- What is needed -
Reproduce the lines below with every occurrence of "scoring pass" replaced by "review pass", leaving all other text unchanged.
=== Excerpted records ===
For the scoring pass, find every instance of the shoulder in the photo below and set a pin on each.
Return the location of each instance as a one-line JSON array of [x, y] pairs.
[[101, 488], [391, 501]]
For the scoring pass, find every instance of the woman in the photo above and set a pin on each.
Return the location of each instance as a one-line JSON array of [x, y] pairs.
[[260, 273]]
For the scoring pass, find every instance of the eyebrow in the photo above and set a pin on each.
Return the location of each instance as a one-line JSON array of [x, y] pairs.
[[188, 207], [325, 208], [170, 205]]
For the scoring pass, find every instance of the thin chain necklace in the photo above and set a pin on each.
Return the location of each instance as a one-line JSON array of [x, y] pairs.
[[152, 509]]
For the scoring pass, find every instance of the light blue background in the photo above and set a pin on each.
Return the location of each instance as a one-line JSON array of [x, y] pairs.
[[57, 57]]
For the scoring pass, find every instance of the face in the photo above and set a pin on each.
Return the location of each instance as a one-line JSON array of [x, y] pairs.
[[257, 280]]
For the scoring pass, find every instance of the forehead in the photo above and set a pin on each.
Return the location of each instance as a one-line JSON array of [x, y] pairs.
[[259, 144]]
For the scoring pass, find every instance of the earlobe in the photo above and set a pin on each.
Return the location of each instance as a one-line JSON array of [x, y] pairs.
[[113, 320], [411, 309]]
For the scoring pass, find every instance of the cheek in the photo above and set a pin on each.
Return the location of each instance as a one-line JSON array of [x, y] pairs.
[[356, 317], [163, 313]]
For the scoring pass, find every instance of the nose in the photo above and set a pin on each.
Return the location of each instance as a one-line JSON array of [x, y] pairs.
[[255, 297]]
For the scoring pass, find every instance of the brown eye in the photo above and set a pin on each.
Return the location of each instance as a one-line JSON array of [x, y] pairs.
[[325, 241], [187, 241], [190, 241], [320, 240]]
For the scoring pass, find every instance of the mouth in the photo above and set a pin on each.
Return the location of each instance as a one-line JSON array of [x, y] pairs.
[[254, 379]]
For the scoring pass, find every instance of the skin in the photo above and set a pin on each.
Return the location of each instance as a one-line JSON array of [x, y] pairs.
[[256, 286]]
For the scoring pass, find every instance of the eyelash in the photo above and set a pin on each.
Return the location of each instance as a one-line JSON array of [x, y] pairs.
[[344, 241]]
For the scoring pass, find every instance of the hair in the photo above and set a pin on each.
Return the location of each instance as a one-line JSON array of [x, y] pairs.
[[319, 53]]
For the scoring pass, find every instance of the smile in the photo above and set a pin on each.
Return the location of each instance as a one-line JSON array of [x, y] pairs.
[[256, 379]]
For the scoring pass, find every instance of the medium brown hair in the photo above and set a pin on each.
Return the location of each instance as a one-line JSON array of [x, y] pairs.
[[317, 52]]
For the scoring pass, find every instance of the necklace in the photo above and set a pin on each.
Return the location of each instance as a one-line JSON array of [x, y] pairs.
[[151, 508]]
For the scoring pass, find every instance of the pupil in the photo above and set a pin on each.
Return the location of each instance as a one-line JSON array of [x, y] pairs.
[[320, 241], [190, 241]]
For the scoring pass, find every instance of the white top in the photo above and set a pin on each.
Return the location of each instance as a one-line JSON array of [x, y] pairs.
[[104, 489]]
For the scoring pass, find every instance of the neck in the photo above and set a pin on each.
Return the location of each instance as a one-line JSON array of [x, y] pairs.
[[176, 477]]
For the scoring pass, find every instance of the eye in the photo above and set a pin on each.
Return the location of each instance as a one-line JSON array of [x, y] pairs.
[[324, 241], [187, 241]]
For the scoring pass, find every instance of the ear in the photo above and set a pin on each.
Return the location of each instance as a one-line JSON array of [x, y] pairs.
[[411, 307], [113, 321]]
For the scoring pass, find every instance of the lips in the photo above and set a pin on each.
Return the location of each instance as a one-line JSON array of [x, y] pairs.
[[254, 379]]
===
- Answer to the task -
For the review pass, find every instance of the shoulder in the photo below and set a pin on each.
Return the location of each instance as a one-line JSON array of [x, y] pairs.
[[101, 488], [391, 501]]
For the review pass, find every instance of the woman in the photo above and set a pin on each.
Return the location of each instance as a one-line JSON array of [x, y] pairs.
[[260, 273]]
For the review pass, find every instance of the eyebrow in the photo above and set a pin on each.
Return the location of each instance as a one-line JSON array of [x, y] pairs.
[[188, 207], [325, 208], [170, 205]]
For the review pass, find every instance of the thin chain necklace in the photo above and set a pin on each.
Return the location of each instance as a one-line JSON array of [x, y] pairs.
[[152, 509]]
For the review pass, find every instance of the light blue background in the photo above and set a pin on each.
Return the location of each instance as a one-line JSON array of [x, y] pairs.
[[57, 57]]
For the review pass, find every instance of the face in the photo above and set a pin on each.
Return the location of each instance as a one-line JSON array of [x, y] pairs.
[[257, 280]]
For the review pass, find every instance of the forehead in the photo above and set a pin on each.
Return the location of each instance as a one-line JSON array of [x, y] pairs.
[[259, 144]]
For the review pass, find every instance of the earlobe in the photo above and set a pin on each.
Return the location of each instance as a one-line JSON array of [x, y] pairs.
[[113, 320], [411, 309]]
For the review pass, find every instance of the cheek in the photo above and set a pin on each.
Return the location of each instance as a one-line JSON array of [x, y] pairs.
[[356, 317], [163, 313]]
For the review pass, find every instance of the nose in the photo above and set a pin on each.
Return the location of each instance as a one-line JSON array of [x, y] pairs.
[[255, 297]]
For the review pass, find every instance of the brown eye in the photo above and set a pin on each.
Return the location of each instance as a one-line JSON array of [x, y] pairs.
[[325, 241], [187, 241], [190, 241], [320, 240]]
For the review pass, find every instance of the mouth in the photo above and set a pin on each.
Return the location of each instance as a one-line JSON array of [x, y] pairs.
[[254, 379]]
For the review pass, find every instance of the skin in the photo above and set a pin on each.
Return the location of each instance as a one-line JSON array of [x, y] pairs.
[[256, 286]]
For the review pass, find every instance of the eyelash in the photo above and set a pin on each.
Return the location of each instance as a one-line JSON array of [x, y] pairs.
[[344, 241]]
For the review pass, find every instance of the hair in the photo above and set a pin on each.
Return the location of each instance as a one-line JSON array of [x, y] pairs.
[[319, 53]]
For the review pass, find every instance of the smile in the photo above and set a pin on each.
Return the location of each instance as a one-line JSON array of [x, y] pairs.
[[256, 379]]
For the review pass, find every instance of the medium brown hair in the photo above and set a pin on each.
Return the location of each instance as a one-line JSON array of [x, y] pairs.
[[317, 52]]
For the review pass, find every instance of the necklace in the photo above and set a pin on each.
Return the location of each instance as a one-line JSON array of [x, y] pairs.
[[151, 508]]
For the review pass, find every instance of the pupil in the photo above and set a pin on each.
Return the location of each instance as a one-line JSON array of [x, y] pairs.
[[320, 241], [190, 241]]
For the review pass, find every instance of the white top in the photo above and set a pin on each.
Return the location of each instance as a one-line JSON array of [x, y] pairs.
[[104, 489]]
For the review pass, find every instance of the neck in the photo above and set a pin on each.
Return the location of each instance as a one-line JSON array of [x, y] pairs.
[[176, 477]]
For the review pass, find every instance of the eye in the photo above and set a pin on each.
Return the location of each instance as a one-line JSON array of [x, y] pairs.
[[324, 241], [187, 241]]
For the review pass, find every instance of the ear in the photo above and set a pin on each.
Return the location of each instance as a one-line JSON array of [x, y] pairs.
[[411, 307], [113, 321]]
For the review pass, find every instance of the lips in the photo above and set a pin on each.
Return the location of each instance as a one-line JSON array of [x, y] pairs.
[[254, 379]]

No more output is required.